_YOUR INSTRUCTIONS_
Repeat the lines beginning at the one with "Question. For every instance of the pink concrete" and running to the end of the material, keeping the first and last of them, exactly as they appear.

***

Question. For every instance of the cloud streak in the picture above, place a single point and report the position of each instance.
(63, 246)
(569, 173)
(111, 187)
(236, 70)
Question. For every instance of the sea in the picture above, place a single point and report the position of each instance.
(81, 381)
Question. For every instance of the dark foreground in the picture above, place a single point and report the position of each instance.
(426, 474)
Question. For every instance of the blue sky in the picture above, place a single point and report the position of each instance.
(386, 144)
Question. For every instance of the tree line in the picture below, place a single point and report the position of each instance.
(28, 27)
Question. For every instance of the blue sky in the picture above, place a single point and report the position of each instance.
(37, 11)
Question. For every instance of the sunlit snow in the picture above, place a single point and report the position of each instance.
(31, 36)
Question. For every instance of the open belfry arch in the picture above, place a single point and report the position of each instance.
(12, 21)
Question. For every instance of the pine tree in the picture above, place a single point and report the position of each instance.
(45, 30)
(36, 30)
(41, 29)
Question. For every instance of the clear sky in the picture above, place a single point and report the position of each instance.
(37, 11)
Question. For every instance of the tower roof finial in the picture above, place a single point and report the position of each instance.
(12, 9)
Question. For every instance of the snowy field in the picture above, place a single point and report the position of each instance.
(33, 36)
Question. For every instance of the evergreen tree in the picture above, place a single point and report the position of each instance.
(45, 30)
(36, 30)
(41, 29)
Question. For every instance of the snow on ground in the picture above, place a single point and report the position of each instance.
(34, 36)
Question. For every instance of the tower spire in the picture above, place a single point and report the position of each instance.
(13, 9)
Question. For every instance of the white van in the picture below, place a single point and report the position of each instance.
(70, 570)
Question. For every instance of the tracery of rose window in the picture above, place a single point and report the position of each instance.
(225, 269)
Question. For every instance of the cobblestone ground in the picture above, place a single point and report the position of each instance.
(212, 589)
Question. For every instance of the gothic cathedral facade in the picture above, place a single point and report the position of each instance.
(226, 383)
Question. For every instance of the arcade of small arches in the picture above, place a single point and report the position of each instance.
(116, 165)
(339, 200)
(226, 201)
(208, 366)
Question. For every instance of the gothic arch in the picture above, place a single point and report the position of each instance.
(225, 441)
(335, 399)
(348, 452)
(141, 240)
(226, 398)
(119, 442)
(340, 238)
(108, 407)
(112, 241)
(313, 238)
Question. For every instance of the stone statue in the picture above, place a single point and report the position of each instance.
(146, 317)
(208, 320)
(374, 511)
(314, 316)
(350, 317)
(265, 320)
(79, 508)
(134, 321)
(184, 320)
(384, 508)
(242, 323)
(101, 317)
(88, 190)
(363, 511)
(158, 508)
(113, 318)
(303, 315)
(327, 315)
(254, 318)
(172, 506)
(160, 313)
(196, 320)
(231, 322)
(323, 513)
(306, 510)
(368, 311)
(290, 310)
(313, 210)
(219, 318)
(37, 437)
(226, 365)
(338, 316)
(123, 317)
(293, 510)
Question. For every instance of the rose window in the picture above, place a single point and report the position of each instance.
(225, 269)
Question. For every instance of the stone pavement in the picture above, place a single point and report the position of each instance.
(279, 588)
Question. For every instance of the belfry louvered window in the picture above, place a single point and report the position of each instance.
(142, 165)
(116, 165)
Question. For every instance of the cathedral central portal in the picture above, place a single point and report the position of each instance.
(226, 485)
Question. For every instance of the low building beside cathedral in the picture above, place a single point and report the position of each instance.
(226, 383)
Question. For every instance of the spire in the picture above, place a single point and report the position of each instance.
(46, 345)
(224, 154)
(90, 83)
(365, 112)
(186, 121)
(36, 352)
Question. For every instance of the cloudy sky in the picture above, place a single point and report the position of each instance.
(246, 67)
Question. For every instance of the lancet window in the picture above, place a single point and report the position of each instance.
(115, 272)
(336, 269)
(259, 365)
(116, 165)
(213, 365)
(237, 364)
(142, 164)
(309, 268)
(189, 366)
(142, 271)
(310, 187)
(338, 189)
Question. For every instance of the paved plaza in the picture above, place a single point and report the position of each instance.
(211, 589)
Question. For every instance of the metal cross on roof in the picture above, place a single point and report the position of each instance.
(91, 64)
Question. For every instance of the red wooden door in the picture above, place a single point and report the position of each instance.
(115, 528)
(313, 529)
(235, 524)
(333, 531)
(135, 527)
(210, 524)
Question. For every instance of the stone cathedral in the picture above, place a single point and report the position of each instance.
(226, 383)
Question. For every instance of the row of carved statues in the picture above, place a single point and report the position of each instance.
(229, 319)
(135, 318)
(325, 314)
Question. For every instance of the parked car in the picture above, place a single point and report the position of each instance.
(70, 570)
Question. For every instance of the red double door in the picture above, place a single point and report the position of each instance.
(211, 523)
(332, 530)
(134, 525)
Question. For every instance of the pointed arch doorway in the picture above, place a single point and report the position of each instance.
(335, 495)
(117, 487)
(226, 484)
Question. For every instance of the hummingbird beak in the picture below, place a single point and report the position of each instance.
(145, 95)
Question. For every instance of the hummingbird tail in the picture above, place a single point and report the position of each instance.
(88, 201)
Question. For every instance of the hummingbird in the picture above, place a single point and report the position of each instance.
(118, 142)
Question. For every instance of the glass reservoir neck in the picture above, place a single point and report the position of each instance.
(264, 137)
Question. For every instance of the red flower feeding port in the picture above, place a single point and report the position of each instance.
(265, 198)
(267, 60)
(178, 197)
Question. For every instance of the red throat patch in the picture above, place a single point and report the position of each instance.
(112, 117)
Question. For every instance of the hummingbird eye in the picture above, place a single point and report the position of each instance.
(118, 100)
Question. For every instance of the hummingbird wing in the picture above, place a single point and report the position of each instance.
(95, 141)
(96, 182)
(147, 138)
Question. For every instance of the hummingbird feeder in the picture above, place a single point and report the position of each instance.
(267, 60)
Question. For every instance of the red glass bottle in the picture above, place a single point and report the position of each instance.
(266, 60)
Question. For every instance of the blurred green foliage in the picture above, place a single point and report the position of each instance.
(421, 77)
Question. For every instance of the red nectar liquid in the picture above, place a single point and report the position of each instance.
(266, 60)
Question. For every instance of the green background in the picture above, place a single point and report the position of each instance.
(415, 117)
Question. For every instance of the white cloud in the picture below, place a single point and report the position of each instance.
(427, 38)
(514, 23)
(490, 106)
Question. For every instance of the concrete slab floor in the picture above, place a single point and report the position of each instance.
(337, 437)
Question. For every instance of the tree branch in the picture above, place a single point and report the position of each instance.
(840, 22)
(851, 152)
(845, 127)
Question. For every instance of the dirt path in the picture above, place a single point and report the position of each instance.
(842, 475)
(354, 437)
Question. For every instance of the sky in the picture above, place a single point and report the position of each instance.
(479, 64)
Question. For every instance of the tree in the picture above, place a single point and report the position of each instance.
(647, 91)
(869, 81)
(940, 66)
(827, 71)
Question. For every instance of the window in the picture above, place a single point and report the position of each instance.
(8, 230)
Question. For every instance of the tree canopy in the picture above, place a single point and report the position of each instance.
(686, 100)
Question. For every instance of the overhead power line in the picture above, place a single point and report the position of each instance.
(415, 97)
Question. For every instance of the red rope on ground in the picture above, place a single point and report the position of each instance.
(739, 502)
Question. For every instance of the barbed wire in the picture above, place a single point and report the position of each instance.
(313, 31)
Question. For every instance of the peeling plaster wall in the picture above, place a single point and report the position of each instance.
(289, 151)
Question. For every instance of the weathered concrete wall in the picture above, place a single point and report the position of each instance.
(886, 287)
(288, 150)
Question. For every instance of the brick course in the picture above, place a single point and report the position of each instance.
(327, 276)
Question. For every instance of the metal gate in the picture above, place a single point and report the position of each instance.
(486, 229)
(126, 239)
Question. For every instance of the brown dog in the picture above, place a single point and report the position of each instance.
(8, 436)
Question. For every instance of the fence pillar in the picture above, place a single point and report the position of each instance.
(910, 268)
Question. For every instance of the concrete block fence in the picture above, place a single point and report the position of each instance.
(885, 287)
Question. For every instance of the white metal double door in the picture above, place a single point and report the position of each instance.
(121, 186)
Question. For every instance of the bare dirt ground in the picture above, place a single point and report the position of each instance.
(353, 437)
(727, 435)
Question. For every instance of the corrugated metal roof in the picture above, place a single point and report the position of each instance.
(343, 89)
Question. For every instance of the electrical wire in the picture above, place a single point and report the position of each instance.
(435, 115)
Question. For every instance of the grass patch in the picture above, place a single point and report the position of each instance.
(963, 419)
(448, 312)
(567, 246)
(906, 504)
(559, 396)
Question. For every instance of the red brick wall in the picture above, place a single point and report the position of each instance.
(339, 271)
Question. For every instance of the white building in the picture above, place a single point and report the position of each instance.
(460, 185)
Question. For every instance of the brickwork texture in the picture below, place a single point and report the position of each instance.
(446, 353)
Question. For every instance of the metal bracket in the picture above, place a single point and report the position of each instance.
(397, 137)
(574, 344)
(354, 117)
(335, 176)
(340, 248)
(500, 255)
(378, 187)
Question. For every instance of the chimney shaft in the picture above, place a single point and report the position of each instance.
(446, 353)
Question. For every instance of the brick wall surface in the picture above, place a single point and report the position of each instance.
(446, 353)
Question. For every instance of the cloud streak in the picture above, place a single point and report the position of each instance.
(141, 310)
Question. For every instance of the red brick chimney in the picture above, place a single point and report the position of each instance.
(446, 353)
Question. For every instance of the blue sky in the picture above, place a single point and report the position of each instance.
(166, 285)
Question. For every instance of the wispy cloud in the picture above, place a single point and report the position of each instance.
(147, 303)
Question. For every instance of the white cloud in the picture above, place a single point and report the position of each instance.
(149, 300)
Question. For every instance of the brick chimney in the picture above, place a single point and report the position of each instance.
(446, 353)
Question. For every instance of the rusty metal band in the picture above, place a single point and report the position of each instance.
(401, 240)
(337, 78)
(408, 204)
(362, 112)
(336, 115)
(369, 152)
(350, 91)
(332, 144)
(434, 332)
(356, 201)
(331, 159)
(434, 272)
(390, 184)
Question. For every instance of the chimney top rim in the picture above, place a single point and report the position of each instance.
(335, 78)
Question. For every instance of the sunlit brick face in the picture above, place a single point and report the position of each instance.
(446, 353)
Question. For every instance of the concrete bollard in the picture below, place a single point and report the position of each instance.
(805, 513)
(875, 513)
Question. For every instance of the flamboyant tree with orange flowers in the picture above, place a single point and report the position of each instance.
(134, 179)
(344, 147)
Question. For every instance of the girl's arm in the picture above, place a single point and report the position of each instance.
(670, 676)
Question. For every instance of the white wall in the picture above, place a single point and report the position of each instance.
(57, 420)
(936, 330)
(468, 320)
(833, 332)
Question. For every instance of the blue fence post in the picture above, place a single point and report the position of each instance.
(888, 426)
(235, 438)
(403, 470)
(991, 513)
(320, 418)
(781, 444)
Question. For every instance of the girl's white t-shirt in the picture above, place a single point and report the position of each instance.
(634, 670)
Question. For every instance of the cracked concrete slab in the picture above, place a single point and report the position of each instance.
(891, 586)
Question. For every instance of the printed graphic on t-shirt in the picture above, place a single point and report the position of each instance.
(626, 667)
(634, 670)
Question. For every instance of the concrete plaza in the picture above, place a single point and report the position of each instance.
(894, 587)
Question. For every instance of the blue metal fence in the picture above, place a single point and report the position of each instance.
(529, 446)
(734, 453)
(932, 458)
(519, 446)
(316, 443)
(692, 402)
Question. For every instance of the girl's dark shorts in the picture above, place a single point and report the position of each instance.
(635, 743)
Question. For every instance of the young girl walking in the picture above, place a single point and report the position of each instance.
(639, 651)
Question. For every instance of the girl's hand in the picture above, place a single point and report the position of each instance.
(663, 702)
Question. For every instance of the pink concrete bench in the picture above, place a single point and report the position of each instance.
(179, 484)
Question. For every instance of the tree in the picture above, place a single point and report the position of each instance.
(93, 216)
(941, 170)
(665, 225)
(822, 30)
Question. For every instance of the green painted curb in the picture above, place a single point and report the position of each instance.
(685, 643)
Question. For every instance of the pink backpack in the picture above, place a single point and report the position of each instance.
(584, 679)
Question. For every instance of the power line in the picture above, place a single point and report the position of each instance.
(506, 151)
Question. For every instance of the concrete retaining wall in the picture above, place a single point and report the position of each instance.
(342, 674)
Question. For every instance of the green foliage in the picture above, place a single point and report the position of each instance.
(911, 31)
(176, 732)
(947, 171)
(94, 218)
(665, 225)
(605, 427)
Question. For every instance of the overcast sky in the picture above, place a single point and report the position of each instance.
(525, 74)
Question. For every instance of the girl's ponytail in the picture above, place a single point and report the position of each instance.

***

_THE COMPLETED TASK_
Question. For every instance of the pink concrete bench in the picture above, place a single point and report the position of each instance.
(179, 484)
Question. For every instance of the tree in the picture above, place a single point and report the position of each instance.
(93, 216)
(941, 170)
(665, 225)
(822, 30)
Question. For every instance of the green painted curb in the picture above, place a single point and report the position of each instance.
(685, 643)
Question. For every instance of the pink backpack in the picture above, place a single point and report the position of each instance.
(584, 679)
Question. For every instance of the power line in the picture above, place a single point and report the position of each instance.
(506, 151)
Question. For every instance of the concrete retaining wall in the picture above, place a single point and report the position of each instance.
(342, 674)
Question. For every instance of the green foliage in the picture above, place a single point and report the position of each instance.
(911, 31)
(176, 732)
(947, 171)
(94, 218)
(665, 225)
(605, 427)
Question. For every instance of the overcast sky in the picture above, place a single point and report the position of each instance.
(525, 74)
Question. For every instance of the girl's ponytail in the picture above, place a single point and report the position of each instance.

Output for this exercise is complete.